(Aim of the task):
Carry on the lymphedema study text from its last line.

(Text segment):
We conducted descriptive analyses to identify the specific features of lymphedema among patients treated with mTOR inhibitors. For patients who underwent LE CTV, we made between-group comparisons between mTOR inhibitor recipients and controls and within-group comparisons among mTOR inhibitor recipients, using the Mann–Whitney U-test. Data were recorded and analyzed using Predictive Analytics SoftWare Statistics for Windows, version 18.0 (SPSS Inc., Chicago, IL).

Results

A total of 24 lymphedema patients treated with mTOR inhibitors were enrolled; their clinical characteristics are summarized in Table 1. Also, the information of case and control patients who underwent LE CTV is described in Table 2. Seventeen patients were on SRL and seven patients were on EVL. We could not determine the duration of SRL use for two patients who were referred from another hospital without their previous medical records. Therefore, we analyzed the duration of SRL intake for 15 patients. The lymphedema locations varied, and there was an approximately equal distribution of stages 2 and 3 lymphedema. Most patients had pitting edema (Fig. 2). Twelve patients discontinued mTOR inhibitors without significant improvement of their lymphedema. The duration of follow-up after discontinuation was 16.8 ± 14.4 months.

FIG. 2.

Lower extremity of a 70-year-old woman. She was on sirolimus for 23 months after kidney transplantation. The image shows lymphedema with 3 mm of pitting when compressed with a finger. Color images are available online.

Table 1.

Baseline Characteristics of the Study Subjects

	Number (N = 24)
Age (years)	58.0 ± 11.5
Gender (male:female)	10:14
BMI (kg/m²)	23.6 ± 3.7
Transplant organ
Kidney	17
Liver	4
None	3
mTOR inhibitor median dose (mg)

(Information provided):
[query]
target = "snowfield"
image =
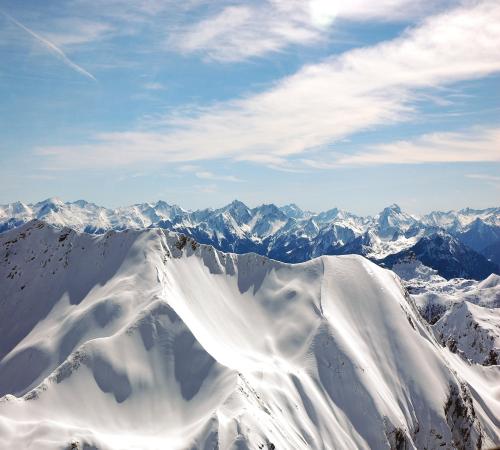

(Response to the task):
Sirolimus (n = 17)	1.4 ± 0.5
Everolimus (n = 7)	3.7 ± 3.3
Time between lymphedema onset and start of mTOR inhibitors (months)	12.3 ± 21.5
Duration of mTOR inhibitor use (months)
Sirolimus (n = 15)	28.7 ± 28.1
Everolimus (n = 7)	26.9 ± 22.5
Lymphedema site
Upper extremity (unilateral:bilateral)	8 (7:1)
Lower extremity (unilateral:bilateral)	15 (8:7)
All extremities	1
Lymphedema stage (N = 35 extremities)
1	2 (5.7%)
2	17 (48.6%)
3	16 (45.7%)

Values are mean ± standard deviation or number, unless otherwise indicated.

BMI, body mass index; mTOR, mammalian target of rapamycin.

Table 2.

Information of the Case and Control Group for Computed Tomography Venography Analysis

	Case (mTOR inhibitors)				Control (no mTOR inhibitors)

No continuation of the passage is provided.